[Raw records]
⁂

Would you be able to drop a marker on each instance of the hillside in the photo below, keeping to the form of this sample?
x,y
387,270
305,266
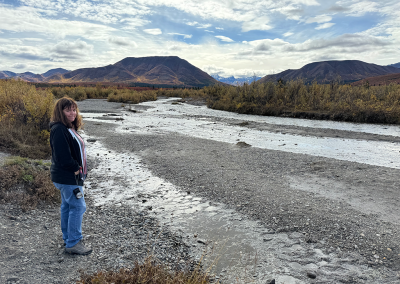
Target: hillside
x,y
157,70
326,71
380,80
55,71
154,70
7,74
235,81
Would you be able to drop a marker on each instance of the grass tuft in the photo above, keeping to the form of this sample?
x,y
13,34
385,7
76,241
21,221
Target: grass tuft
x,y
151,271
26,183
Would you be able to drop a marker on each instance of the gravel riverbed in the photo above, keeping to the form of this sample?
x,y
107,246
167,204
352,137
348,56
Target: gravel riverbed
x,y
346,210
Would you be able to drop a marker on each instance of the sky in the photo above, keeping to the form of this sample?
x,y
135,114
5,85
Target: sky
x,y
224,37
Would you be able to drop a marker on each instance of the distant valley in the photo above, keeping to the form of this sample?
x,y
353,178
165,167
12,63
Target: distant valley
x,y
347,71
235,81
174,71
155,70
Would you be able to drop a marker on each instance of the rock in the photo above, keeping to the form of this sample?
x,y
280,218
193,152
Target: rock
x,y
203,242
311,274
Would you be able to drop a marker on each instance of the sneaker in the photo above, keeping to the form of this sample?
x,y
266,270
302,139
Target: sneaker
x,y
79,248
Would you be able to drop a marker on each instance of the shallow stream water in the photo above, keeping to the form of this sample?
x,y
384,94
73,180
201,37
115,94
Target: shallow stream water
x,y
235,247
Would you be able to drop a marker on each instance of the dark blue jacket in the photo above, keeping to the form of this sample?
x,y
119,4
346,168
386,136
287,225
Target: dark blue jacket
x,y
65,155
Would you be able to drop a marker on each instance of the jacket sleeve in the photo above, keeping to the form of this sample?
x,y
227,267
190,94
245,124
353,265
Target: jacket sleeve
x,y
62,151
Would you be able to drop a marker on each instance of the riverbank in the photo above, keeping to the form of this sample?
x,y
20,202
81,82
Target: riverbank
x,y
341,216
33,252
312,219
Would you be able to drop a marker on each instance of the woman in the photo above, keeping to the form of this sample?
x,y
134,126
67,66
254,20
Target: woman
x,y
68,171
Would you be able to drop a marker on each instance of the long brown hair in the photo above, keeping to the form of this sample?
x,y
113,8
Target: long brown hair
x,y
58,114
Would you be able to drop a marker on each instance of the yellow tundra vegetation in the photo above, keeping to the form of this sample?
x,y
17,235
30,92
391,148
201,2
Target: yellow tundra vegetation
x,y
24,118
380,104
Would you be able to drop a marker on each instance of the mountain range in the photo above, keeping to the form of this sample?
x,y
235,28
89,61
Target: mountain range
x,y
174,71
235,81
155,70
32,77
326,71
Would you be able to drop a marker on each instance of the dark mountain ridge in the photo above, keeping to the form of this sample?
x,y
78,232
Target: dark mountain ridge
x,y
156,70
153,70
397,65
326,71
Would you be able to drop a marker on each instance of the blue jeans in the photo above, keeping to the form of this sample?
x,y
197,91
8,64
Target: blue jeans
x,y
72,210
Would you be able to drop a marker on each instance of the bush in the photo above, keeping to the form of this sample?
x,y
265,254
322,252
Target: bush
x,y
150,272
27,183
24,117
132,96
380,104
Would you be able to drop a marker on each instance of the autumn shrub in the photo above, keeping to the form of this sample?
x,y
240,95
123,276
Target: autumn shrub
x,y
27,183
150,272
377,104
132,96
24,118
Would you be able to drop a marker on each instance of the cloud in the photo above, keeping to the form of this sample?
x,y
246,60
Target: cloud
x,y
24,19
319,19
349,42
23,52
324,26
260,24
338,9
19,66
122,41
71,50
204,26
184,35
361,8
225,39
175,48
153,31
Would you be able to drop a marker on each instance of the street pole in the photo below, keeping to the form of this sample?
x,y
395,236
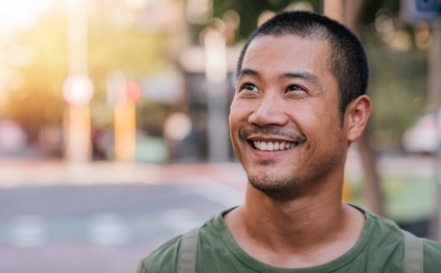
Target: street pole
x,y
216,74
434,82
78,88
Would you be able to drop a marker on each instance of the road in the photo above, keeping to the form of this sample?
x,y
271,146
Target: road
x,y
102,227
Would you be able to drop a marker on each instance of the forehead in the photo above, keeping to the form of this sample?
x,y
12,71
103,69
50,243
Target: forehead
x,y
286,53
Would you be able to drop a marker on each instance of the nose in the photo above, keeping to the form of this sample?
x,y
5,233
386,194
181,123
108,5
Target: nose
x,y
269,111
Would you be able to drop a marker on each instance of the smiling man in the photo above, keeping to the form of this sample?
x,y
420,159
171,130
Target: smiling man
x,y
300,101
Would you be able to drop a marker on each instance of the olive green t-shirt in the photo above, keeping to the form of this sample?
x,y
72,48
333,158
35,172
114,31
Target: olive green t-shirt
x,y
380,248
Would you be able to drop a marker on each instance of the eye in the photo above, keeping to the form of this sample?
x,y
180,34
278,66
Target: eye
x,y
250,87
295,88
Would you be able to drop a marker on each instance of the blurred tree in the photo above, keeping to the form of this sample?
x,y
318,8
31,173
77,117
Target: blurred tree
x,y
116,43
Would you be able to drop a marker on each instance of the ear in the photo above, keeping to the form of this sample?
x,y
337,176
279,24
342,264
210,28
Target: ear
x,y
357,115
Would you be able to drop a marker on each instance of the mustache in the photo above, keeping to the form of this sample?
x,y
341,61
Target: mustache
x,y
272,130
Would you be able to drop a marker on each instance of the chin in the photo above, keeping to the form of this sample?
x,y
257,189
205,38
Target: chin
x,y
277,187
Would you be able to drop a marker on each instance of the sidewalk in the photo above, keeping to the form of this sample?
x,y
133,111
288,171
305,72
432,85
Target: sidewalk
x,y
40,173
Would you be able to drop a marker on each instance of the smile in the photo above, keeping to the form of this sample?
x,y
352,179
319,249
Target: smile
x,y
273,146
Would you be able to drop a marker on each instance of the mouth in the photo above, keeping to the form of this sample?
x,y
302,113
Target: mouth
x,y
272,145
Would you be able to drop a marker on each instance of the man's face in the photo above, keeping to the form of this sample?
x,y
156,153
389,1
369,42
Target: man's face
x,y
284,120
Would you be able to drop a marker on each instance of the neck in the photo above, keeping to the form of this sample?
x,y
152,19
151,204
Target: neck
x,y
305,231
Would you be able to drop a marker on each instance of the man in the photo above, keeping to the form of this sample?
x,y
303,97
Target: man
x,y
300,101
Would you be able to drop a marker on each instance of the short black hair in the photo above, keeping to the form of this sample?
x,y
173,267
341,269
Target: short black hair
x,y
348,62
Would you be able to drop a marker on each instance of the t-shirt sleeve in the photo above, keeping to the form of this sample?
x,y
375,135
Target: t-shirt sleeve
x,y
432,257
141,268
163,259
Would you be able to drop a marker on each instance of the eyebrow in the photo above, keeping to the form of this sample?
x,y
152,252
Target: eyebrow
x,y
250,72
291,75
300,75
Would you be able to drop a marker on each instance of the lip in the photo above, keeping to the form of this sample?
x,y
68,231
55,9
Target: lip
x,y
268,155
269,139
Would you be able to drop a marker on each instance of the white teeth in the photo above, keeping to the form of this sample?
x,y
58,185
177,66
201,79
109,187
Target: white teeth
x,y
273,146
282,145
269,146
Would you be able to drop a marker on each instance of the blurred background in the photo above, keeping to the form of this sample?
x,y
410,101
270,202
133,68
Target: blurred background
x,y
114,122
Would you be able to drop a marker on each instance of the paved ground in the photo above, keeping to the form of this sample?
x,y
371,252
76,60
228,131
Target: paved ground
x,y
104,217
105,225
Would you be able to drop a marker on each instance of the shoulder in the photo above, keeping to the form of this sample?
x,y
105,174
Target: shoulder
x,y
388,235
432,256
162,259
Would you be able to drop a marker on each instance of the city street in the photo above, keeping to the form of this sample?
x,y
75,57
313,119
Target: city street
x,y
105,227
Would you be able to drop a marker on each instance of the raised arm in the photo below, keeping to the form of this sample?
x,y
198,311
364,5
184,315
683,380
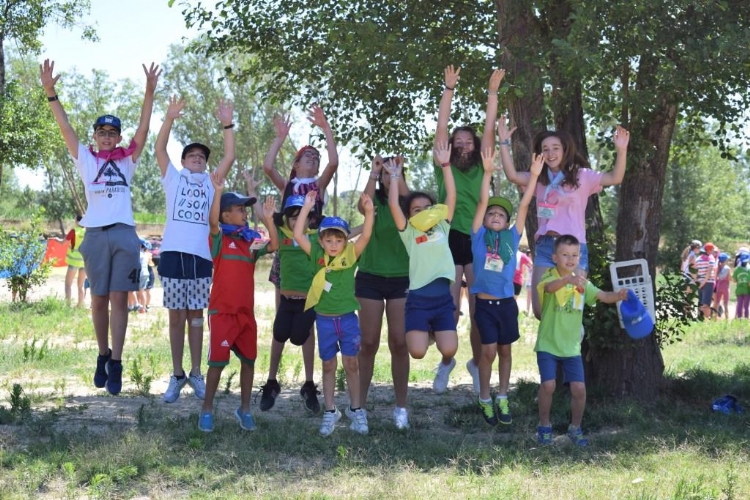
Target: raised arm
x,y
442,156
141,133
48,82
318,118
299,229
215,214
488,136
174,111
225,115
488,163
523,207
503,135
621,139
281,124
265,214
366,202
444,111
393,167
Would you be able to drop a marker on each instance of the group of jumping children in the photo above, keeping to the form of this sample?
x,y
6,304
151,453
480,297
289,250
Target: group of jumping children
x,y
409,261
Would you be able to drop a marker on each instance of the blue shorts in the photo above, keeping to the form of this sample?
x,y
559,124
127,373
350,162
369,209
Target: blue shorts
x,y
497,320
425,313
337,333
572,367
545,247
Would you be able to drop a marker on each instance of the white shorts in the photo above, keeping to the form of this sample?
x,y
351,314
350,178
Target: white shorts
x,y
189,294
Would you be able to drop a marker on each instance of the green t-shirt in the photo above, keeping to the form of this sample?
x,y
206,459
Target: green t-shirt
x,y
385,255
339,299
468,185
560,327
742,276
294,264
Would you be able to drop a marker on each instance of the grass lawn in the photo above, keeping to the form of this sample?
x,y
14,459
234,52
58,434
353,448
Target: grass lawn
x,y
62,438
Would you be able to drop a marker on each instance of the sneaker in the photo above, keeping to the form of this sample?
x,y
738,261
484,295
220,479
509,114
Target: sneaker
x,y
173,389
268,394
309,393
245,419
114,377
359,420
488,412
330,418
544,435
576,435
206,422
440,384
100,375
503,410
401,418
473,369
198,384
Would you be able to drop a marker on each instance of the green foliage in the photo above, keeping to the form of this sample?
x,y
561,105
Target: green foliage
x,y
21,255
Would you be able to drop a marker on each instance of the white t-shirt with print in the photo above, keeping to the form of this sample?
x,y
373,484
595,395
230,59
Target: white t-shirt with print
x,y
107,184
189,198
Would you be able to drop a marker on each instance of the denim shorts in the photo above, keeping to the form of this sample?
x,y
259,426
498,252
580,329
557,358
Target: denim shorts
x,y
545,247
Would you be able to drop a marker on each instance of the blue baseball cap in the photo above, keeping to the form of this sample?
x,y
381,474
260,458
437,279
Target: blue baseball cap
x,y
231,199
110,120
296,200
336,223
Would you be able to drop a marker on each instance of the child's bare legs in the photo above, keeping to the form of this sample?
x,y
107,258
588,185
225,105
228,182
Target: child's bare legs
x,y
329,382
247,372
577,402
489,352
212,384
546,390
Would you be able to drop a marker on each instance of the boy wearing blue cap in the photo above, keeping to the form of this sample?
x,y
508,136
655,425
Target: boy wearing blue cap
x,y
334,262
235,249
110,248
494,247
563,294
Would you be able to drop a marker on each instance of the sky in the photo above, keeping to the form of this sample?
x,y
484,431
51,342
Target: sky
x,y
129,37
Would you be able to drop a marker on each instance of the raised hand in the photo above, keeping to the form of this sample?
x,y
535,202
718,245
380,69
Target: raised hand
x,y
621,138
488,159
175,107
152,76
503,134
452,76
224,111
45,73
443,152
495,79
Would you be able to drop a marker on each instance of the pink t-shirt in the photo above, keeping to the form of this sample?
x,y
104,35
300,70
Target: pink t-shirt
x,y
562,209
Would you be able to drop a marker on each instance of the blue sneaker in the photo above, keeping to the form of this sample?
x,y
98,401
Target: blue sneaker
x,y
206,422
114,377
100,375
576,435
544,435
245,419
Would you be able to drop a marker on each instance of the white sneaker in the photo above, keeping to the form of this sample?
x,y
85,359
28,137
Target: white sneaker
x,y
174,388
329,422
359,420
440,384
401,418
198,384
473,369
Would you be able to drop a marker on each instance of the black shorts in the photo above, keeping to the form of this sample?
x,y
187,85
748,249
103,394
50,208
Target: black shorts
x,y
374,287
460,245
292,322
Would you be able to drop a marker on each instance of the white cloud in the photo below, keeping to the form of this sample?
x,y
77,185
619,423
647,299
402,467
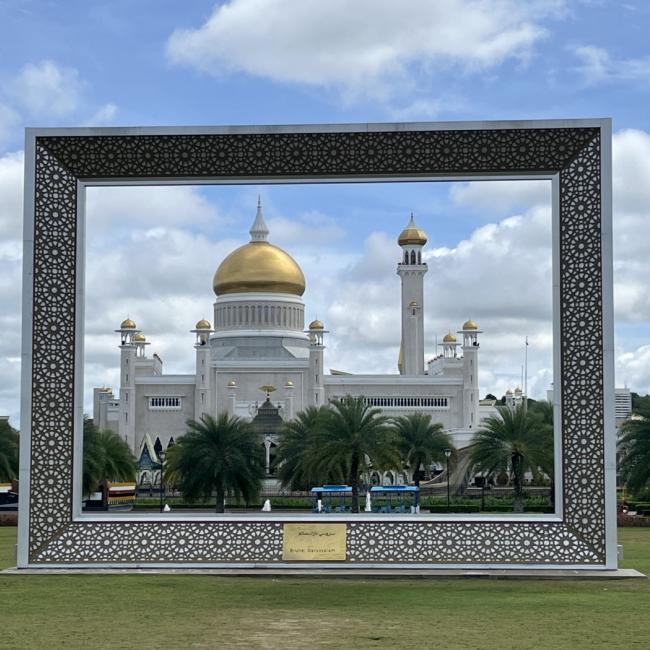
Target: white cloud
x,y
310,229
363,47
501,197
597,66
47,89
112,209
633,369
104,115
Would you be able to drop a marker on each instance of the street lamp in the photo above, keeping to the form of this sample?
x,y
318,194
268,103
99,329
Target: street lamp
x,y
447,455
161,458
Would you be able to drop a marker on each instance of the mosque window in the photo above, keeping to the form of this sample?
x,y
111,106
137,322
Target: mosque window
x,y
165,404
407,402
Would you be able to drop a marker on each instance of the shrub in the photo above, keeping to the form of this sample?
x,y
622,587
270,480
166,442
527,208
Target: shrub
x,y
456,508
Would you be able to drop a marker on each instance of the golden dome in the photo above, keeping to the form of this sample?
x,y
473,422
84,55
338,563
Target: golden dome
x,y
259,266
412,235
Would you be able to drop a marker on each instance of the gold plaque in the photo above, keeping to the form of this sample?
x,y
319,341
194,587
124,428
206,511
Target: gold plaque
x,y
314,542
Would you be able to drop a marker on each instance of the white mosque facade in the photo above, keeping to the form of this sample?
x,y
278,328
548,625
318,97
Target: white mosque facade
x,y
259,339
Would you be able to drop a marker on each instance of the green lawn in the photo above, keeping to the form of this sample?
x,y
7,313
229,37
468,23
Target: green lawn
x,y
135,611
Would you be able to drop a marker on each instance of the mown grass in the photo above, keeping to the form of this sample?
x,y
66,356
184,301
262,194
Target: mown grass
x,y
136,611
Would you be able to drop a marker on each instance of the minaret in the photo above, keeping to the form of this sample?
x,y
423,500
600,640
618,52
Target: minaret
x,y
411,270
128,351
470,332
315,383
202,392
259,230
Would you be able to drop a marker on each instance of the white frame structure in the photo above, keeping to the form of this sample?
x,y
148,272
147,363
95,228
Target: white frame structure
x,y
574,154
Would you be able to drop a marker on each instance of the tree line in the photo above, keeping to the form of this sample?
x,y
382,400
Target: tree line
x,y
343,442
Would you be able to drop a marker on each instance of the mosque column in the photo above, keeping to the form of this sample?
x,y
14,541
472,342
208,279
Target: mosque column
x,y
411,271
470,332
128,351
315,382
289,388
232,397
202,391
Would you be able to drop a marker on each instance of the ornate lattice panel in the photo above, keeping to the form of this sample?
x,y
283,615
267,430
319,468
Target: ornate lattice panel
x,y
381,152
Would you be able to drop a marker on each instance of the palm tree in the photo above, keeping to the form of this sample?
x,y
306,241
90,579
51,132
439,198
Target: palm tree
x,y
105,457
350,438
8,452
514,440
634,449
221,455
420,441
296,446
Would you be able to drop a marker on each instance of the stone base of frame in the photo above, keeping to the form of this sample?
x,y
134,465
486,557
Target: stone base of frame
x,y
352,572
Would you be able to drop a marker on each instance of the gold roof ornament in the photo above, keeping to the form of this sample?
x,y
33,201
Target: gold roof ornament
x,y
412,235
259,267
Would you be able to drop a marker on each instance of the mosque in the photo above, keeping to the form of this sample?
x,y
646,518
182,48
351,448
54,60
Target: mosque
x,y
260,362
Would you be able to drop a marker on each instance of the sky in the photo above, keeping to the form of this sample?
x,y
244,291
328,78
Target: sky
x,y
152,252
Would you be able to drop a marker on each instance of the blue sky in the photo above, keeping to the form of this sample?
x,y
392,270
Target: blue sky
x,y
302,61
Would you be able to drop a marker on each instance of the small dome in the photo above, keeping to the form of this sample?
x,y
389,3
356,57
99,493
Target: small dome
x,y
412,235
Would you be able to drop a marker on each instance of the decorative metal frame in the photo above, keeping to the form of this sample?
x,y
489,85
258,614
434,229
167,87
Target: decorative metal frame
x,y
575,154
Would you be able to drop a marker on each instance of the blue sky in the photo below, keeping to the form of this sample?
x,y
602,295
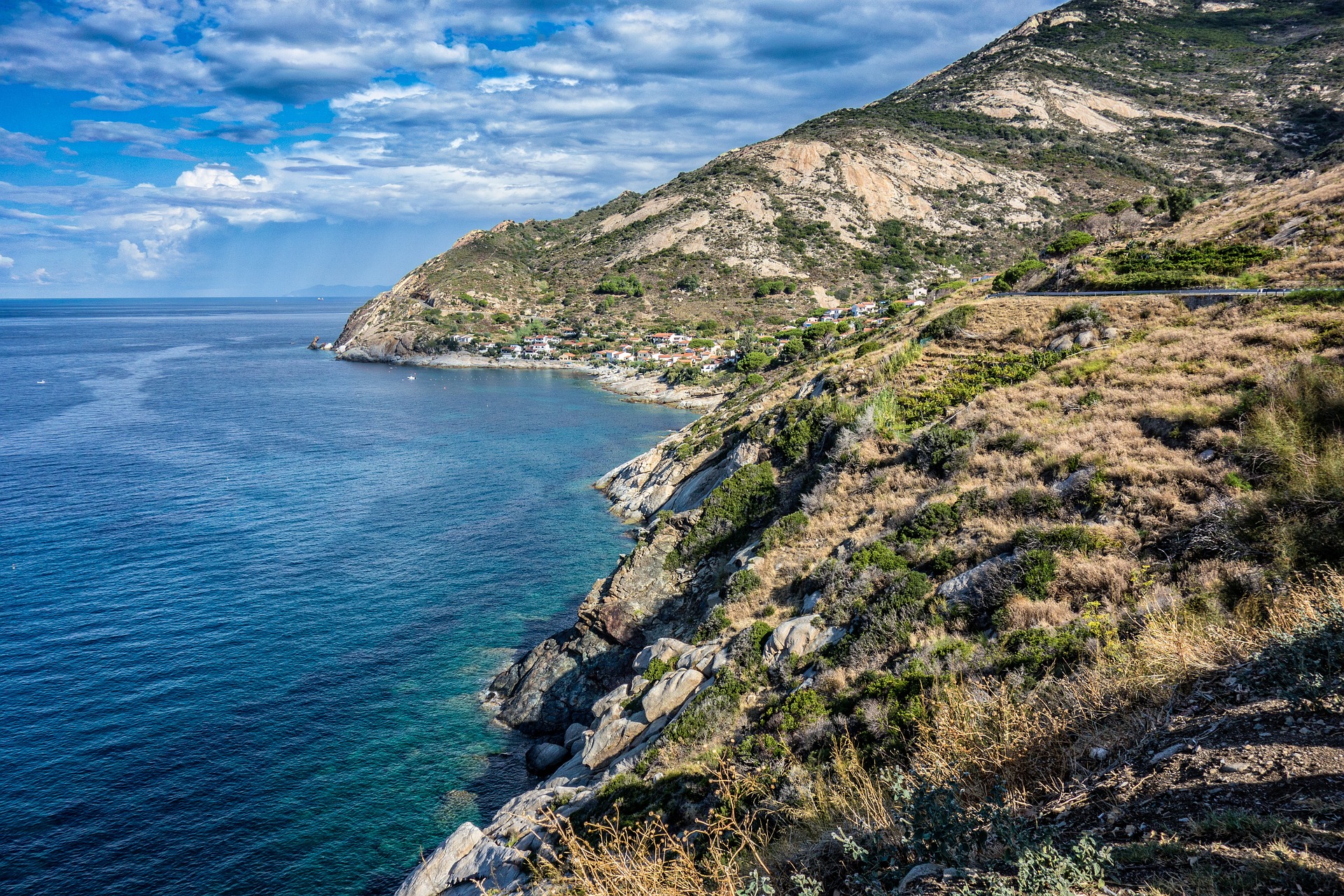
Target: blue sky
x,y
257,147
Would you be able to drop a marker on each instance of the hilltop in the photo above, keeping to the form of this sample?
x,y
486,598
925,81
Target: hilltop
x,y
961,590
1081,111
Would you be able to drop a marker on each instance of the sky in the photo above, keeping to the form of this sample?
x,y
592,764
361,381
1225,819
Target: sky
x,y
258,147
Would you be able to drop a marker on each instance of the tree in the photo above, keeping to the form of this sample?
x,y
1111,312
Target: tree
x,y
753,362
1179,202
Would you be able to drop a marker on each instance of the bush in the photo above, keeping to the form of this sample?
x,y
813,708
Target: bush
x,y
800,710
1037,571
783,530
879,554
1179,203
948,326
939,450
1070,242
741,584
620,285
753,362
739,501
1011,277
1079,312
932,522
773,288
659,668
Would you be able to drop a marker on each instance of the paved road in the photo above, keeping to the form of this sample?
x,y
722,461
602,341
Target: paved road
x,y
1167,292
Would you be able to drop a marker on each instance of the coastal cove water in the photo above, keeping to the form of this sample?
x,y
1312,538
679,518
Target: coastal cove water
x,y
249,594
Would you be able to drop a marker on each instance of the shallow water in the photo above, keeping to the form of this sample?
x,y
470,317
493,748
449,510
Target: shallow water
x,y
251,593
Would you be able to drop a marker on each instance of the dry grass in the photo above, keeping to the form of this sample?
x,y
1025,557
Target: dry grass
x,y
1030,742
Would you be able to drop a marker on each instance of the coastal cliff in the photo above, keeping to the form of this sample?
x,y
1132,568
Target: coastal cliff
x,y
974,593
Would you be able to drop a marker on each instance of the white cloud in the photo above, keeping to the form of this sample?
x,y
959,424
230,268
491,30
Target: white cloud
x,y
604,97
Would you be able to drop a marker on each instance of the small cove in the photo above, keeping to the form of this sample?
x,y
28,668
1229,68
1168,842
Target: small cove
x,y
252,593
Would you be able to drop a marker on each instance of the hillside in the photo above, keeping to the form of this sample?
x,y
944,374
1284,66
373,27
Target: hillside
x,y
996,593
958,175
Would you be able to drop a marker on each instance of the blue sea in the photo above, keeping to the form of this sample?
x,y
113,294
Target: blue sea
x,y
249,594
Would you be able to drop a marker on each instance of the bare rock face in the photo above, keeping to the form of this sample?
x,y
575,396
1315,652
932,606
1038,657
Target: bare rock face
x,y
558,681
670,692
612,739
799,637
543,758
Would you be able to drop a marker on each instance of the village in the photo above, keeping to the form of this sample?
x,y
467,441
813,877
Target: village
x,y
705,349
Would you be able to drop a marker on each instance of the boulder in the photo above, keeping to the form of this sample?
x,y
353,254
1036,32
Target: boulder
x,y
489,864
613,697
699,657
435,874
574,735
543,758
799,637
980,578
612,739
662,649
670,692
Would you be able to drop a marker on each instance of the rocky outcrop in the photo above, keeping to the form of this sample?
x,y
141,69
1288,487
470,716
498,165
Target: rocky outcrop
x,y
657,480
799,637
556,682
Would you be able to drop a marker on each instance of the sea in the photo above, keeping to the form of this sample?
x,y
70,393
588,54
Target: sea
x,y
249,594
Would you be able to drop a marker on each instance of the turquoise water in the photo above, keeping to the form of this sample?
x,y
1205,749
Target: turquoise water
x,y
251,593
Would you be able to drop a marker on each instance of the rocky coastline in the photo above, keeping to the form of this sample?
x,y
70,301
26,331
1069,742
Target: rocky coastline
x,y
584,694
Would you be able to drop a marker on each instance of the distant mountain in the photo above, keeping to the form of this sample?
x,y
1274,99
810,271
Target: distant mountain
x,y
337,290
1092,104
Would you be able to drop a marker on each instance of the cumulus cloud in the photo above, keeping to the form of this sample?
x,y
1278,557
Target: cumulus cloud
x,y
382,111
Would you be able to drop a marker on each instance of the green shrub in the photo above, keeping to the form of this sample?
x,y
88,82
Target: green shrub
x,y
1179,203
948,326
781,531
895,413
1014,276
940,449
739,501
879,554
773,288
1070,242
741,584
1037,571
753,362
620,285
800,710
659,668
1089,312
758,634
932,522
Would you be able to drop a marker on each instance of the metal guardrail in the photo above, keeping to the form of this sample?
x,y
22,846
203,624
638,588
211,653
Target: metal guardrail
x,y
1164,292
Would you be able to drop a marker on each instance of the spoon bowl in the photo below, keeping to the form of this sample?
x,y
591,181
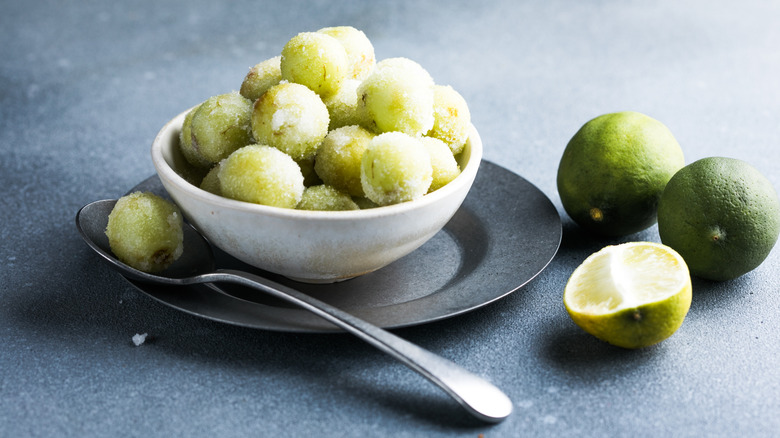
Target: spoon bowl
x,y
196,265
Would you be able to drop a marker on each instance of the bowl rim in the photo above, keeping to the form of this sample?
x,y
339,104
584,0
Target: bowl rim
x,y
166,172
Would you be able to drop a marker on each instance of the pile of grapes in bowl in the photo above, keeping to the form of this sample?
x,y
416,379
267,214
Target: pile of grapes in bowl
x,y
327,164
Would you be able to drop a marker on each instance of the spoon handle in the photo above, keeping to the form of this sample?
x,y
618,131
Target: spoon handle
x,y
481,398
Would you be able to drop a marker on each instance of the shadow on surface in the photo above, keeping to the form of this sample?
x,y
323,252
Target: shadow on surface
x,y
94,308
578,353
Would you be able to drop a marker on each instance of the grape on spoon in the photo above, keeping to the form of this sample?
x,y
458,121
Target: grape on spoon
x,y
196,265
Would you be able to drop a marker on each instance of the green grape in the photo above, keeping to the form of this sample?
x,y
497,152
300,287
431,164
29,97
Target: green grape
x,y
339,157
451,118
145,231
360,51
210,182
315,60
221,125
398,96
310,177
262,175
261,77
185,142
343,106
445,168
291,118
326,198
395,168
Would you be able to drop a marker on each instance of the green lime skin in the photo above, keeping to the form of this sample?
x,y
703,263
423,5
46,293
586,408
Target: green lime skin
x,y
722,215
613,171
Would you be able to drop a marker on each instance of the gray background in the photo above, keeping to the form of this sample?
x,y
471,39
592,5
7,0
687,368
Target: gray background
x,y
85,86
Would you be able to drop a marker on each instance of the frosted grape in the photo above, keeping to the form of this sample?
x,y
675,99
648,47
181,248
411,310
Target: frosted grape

⁂

Write the lines out exactly, from the one with "of the grape" down to the last line of the listing, and leave out all others.

Finished task →
Would you be able to drop a marker on each instance of the grape on spoon in the photo above, keeping to the form of this sample?
x,y
458,121
Target: grape on spoon
x,y
196,265
Would you be able to drop a marker on each instance of the green grape in the photo above, keeping to the form of this sample?
x,y
497,152
300,287
431,164
29,97
Target: green grape
x,y
339,157
451,118
145,231
360,51
210,182
315,60
221,125
398,96
310,177
262,175
261,77
185,142
343,106
445,168
291,118
326,198
395,168
Would you be able to drop a marker on each instance of the green lime skin in the photo above, keeping to the form of this sample?
x,y
703,263
423,5
46,293
586,408
Target: green lime skin
x,y
722,215
613,171
Would you be able to drop a marker on each instance of the gray background in the photo above, keeping to the form of this sample?
x,y
471,39
592,5
7,0
687,368
Target: gray background
x,y
85,86
Would you be able to drop a marker on each instance of the frosted grape in the photo above, keeping to the form of this sample?
x,y
675,99
648,47
181,248
411,310
Target: frosted grape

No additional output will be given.